* _EXCERPT PROVIDED_
————————

Firekeeper Coaching is named after the transformative inner force that calls you to do the thing you feel you must do, even when it’s hard and scary.

The fire is the energy in each of us that says, “This is who I am. This is how I want to feel. This is how I want to live. This is how I want to leave my mark on the world. And this is how things need to change for it to happen.” Listening to the fire is a lifelong practice that transforms us from the inside out.

What does the fire sound like?

The fire usually speaks loudest to us through our pain and discomfort (a push). Thankfully, it is often paired with hope for a better way (a pull). The discomfort says to us, I’m sick of feeling and doing things this way. My work. My insecurities. Stress. Feeling small. Feeling disorganized. Feeling directionless. The old habits of relationships. Feeling depleted. Micro-managing. Being lonely. Feeling scared. Being angry. Fearing regret. On the other side is the call of hope. Things could be better. I want to be and do what I love. It is possible. But this requires a leap, and a leap means risk.

————————

* _DATA SUPPLIED_
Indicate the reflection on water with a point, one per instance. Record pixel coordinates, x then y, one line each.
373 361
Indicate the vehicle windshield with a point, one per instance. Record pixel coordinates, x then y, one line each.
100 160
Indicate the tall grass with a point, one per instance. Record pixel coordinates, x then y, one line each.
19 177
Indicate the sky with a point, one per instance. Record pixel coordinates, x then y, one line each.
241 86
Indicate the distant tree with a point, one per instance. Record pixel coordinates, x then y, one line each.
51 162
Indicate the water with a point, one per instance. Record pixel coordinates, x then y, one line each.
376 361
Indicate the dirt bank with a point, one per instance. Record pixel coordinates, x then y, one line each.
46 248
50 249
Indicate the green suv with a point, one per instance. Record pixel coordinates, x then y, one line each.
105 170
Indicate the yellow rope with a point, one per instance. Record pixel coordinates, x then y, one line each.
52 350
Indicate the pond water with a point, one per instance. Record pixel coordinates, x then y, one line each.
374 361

————————

* _REQUIRED WORK_
[a] Reproduce the portion of the Firekeeper Coaching passage starting at "The fire usually" and ending at "leap means risk.", with the wording unchanged.
[b] Continue the Firekeeper Coaching passage from the point where it stops.

* _RESPONSES FOR EACH TASK_
[a]
The fire usually speaks loudest to us through our pain and discomfort (a push). Thankfully, it is often paired with hope for a better way (a pull). The discomfort says to us, I’m sick of feeling and doing things this way. My work. My insecurities. Stress. Feeling small. Feeling disorganized. Feeling directionless. The old habits of relationships. Feeling depleted. Micro-managing. Being lonely. Feeling scared. Being angry. Fearing regret. On the other side is the call of hope. Things could be better. I want to be and do what I love. It is possible. But this requires a leap, and a leap means risk.

[b]
Even when a change is positive, it still requires a risk. Any change, any upsetting of the status quo, means leaving something behind to inhabit a new form of self. In psychology, the theory of positive disintegration that holds that for any kind of change, things have to break apart first, and this is a hard but good. What we leave behind are often old ways of relating, doing and thinking about the world and ourselves. Old habits and rules that no longer serve us are replaced with those that do. With this, however, come the risks of growth: What will people think? What if I fail? How will this change my relationships? Will I be criticized? Alone? Embarrassed?

It might seem safer to push back on change, and we often do. There comes a time however, when the fire forces us to take a leap...

The mindset of the fire:

When we make any kind of change, when we break apart, we’re vulnerable. Being in a Fire Mindset requires rooted determination, radical openness and gentle self-compassion. Do not set out on an adventure without all three of these. The determination grounds us in our inner direction and motivation. The openness allows for new ways of being, unexpected possibilities and outcomes we never could have planned or imagined. The self-compassion acknowledges that life is not easy and we must be gentle with ourselves in order to learn as we go. Paradoxically, self-compassion gives us the critical strength to persevere. 

What is your fire telling you today?

As we go about our days, the fire is always speaking to us. What do you yearn for? What are you tired of? What do you love? How do you want to feel? When we listen, the fire will light the way.

Cheers to your fire.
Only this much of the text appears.